- _Selected passage_
# simulate

Class: regARIMA

Monte Carlo simulation of regression model with ARIMA errors

## Syntax

[Y,E] = simulate(Mdl,numObs)
[Y,E,U] = simulate(Mdl,numObs)
[Y,E,U] = simulate(Mdl,numObs,Name,Value)

## Description

[Y,E] = simulate(Mdl,numObs) simulates one sample path of observations (Y) and innovations (E) from the regression model with ARIMA time series errors, Mdl. The software simulates numObs observations and innovations per sample path.

[Y,E,U] = simulate(Mdl,numObs) additionally simulates unconditional disturbances, U.

[Y,E,U] = simulate(Mdl,numObs,Name,Value) simulates sample paths with additional options specified by one or more Name,Value pair arguments.

- _Given records_
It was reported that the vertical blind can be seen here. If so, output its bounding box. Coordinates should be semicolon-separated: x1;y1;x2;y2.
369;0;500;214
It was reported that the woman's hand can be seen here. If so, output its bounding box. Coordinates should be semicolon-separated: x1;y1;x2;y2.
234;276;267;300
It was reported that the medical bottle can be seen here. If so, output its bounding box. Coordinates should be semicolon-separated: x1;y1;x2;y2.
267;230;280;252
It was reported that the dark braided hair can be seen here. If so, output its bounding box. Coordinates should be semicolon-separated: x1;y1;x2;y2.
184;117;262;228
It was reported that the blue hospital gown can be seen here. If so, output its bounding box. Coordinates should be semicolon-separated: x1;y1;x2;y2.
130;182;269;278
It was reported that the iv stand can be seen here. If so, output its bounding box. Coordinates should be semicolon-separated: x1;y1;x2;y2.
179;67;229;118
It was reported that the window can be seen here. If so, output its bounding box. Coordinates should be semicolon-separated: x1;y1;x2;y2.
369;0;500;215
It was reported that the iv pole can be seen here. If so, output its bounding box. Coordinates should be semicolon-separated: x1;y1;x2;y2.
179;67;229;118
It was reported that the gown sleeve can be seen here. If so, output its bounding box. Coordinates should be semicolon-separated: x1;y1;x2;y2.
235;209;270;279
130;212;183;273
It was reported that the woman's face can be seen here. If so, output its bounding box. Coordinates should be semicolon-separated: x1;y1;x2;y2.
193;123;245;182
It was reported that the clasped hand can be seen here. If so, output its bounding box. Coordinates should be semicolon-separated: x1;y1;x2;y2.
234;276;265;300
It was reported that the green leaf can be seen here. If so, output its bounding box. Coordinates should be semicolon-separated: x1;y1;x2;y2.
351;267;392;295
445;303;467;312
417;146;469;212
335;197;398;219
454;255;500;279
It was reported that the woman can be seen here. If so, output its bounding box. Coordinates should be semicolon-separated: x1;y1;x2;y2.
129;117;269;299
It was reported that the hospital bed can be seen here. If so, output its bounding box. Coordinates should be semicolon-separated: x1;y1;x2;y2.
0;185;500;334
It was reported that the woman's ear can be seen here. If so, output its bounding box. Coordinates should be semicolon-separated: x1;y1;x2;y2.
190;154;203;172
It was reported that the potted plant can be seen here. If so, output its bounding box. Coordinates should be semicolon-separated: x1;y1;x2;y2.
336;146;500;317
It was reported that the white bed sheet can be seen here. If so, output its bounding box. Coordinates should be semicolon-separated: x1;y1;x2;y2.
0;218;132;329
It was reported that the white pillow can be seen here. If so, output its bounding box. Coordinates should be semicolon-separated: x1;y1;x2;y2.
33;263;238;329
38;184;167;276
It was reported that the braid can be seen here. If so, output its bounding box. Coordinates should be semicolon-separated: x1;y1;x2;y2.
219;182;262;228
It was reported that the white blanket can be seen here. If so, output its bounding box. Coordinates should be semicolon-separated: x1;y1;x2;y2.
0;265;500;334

- _Exercise task 1_
According to the simulate reference page, what does [Y,E,U] = simulate(Mdl,numObs) simulate besides observations and innovations?
- _Exercise task 2_
For each statement, say whether it agrees with the simulate reference page. Answer yes or no, and quote the words that decide it.
(a) simulate belongs to the regARIMA class.
(b) [Y,E] = simulate(Mdl,numObs) simulates several sample paths.
(c) Extra options are set with Name,Value pair arguments.
- _Exercise task 3_
On the simulate reference page, turn the paragraph that begins "[Y,E] = simulate(Mdl,numObs) simulates" into a short list that keeps its main facts.
The rows have nothing to do with the text.

- _Exercise response 1_
Unconditional disturbances, U.

- _Exercise response 2_
(a) Yes: "Class: regARIMA"
(b) No: "simulates one sample path of observations (Y) and innovations (E)"
(c) Yes: "with additional options specified by one or more Name,Value pair arguments"

- _Exercise response 3_
- Syntax: [Y,E] = simulate(Mdl,numObs)
- Simulates one sample path from Mdl, a regression model with ARIMA time series errors
- Outputs: observations (Y) and innovations (E)
- Path length: numObs observations and innovations per sample path